§ **Цитируемый текст**:
- - - - - - -

Прашкевич постоянно меняется. Это еще одно «пресловутое» и важное его свойство. Как неусидчивость, любовь к путешествиям, пешеходству, перелетам с континента на континент, идущая от юности, от первых полевых опытов – тяга познавать мир глазами, руками, кожей, долбать его геологическим молотком, вдыхать его ветер, соль, его дымы и туманы, и все не праздно, не для туристической галочки «Вася здесь был», все с пользой, все для будущей книги.

Пишу и чувствую: какое-то больно сбивчивое выходит мое вступление. Прыгаю с пятого на десятого, то и дело ухожу в сторону (в основном, мою). Впрочем, да, я же предупреждал, это «что-то вроде вступления». А если «вроде», значит, все упреки снимаются.

И еще обратил внимание. Почитать меня, так выходит, что писателю Прашкевичу только бы зубы скалить да над человеками надсмеяться. Не проза, а «Смехопанорама» какая-то, судя по выдержкам, которые я здесь привожу.

Нет, конечно. В писательской гримерке Прашкевича имеются и грустные маски.

Письмо от 25 марта 2010 года:

«Дорогой Саша!

Я болею и работаю.

Работаю над Уэллсом, перечитываю, делаю записи, хочу к концу апреля составить тот блок документов, с которого все и начнется. Все это будет состоять из трех частей: ВСТУПЛЕНИЕ; СЕМЬ ЗНАМЕНИТЫХ РОМАНОВ; РОМАНЫ И РОМАНЫ. В общем, уже представляю будущий текст, но работа необозримая, а у меня в этом году что-то мешает мне... прибаливаю... Такое говно за окном... После чудесных морозов, все течет, все изменяется... снегу выше крыши, сырость, ледяной ветер и, главное, – мало света... все в дымке... не хватает света мне... Но работаю, листаю, всматриваюсь.

Как жалко, что не было времени поговорить у нас... ах как жалко...

У меня утро. У меня снег мокрый. И я херово, Сашка, себя чувствую, но говорю себе: Генка, блин, ты крепкий парень, все у тебя о’кей и будет еще лучше!

Гена».

Это «не хватает света мне...» пронзительно как строчка псалма.

Очень важное свойство – поэтичность Гениной прозы. Объясняется она просто: Прашкевич прежде всего поэт. Поэзия – такое текучее вещество, что плавно перетекает из тонкостенного поэтического стекла в граненую прозаическую посуду.

«Но такое небо висело над океаном, так горбато светился в лунном сиянии вулкан, что даже пес Потап медлительно приоткрыл лохматые веки и загадочно посмотрел на меня. В доисторических его зрачках плавали туманные искры. Будто боясь их растерять, Потап медленно улыбнулся и положил голову на вытянутые передние лапы».

Не люблю сравнивать, но здесь мне слышится невольная перекличка с моим любимым Юрием Ковалем, вечная ему память. Вот, из Коваля:

«Он вышел на крыльцо, и тут же под ступеньками что-то затрещало, зашуршало, и оттуда выскочил рыжий пёс. Вид у него был неважный. Одно ухо стояло, другое висело, третьего, как говорится, вообще не было...»

- - - - - - -

(Извлечённые записи данных)
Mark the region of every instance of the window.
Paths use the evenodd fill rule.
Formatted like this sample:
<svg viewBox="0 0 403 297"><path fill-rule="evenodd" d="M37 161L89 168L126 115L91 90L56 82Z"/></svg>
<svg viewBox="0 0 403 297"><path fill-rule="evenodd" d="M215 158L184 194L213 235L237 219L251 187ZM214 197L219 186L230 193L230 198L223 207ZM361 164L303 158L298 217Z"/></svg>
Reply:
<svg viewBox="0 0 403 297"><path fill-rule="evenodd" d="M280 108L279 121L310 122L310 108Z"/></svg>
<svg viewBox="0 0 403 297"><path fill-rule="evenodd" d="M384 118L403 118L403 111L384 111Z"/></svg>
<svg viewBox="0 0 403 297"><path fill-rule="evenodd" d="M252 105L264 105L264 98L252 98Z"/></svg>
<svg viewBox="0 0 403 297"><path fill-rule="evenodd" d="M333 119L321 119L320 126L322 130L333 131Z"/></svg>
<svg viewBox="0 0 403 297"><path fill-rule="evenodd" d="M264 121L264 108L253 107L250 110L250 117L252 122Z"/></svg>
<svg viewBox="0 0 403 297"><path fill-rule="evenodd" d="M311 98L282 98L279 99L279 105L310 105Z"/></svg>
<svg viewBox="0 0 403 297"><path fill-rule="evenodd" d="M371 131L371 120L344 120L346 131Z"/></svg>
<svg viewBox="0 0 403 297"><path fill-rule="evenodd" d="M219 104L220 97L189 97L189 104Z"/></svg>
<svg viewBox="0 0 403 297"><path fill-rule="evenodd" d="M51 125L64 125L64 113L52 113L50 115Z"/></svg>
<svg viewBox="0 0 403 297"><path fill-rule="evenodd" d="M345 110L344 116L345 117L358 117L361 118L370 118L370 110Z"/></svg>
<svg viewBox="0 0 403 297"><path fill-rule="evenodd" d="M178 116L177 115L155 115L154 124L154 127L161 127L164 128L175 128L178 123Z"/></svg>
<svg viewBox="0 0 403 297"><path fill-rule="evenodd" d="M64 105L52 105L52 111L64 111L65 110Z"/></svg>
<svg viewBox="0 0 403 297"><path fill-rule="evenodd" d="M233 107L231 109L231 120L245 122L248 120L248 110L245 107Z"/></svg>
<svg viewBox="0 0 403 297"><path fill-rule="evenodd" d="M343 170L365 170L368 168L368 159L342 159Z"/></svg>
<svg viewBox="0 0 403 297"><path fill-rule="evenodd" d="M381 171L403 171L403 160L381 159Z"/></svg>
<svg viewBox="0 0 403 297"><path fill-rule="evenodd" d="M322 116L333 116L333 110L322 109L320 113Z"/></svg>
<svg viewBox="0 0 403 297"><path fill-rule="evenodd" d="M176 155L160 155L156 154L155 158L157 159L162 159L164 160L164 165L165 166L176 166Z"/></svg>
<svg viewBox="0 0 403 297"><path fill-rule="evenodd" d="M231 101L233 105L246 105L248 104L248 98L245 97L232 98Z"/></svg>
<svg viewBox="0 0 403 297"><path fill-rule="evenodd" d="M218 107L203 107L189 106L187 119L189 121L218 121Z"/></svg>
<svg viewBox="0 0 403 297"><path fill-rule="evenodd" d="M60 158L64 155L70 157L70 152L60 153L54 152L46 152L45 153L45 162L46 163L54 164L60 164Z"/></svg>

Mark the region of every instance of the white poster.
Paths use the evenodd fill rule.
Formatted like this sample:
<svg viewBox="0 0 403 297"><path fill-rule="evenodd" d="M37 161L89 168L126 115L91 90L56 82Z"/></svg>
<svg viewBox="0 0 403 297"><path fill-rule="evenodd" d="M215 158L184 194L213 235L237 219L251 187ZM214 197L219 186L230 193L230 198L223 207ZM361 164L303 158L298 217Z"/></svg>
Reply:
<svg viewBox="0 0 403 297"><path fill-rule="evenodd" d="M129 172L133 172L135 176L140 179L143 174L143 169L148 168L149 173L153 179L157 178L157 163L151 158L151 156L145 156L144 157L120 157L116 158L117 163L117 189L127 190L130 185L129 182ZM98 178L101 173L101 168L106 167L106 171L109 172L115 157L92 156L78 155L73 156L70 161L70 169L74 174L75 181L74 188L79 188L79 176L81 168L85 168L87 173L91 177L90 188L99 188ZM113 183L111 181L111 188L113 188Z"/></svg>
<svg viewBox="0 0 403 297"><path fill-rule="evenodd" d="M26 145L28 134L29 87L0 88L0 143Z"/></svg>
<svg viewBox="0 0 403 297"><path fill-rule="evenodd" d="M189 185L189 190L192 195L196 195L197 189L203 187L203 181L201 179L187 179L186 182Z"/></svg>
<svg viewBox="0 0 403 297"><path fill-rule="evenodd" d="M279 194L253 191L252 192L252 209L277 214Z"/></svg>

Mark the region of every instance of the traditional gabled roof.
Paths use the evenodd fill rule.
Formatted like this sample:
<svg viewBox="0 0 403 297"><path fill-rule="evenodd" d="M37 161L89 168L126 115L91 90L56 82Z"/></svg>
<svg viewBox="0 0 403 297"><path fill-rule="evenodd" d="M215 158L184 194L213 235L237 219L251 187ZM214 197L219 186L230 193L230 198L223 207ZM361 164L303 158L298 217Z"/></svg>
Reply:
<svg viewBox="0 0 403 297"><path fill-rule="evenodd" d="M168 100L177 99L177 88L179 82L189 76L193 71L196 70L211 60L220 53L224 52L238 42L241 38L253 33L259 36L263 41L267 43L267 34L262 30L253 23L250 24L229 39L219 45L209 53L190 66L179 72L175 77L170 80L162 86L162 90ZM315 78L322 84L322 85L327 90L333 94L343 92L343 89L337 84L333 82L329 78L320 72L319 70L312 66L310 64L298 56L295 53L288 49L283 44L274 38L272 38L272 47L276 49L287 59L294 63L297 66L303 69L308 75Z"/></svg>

- - - - - - -

§ **Задания**:
(1) Из каких трёх частей, судя по письму в тексте о Прашкевиче, будет состоять работа над Уэллсом?
(2) Приведите, пожалуйста, продолжение текста о Прашкевиче, то есть то, что идёт после цитаты из Коваля.

§ **Ответы к упражнению**:
(1) ВСТУПЛЕНИЕ; СЕМЬ ЗНАМЕНИТЫХ РОМАНОВ; РОМАНЫ И РОМАНЫ.

(2)
Или у Коваля про небо:

«Темнело. Из-за еловых верхушек взошла красная тусклая звезда, а за нею в ряд еще три звезды – яркие и серебряные. Это всходило созвездие Ориона... Медленно повернулась земля – во весь рост встал Орион над лесом... Одною ногой опёрся Орион на высокую сосну в деревне Ковылкино, а другая замерла над водокачкой, отмечающей над черными лесами звероферму “Мшага”... Стало совсем тихо, откуда-то, наверно из деревни Ковылкино, прилетел человечий голос:

– ...Гайки не забудь затянуть...

Затих голос, и нельзя было узнать, какие это гайки, затянули их или нет».

Правда ведь, обе прозы схожи по духу, по настроению, по радостному веселью, с которым они написаны? Рядом их не стыдно поставить.

Таков Прашкевич – умён и весел, весел и умён. Бывает грустен, печален даже – «не хватает света мне...» Но унылым не увидите его никогда.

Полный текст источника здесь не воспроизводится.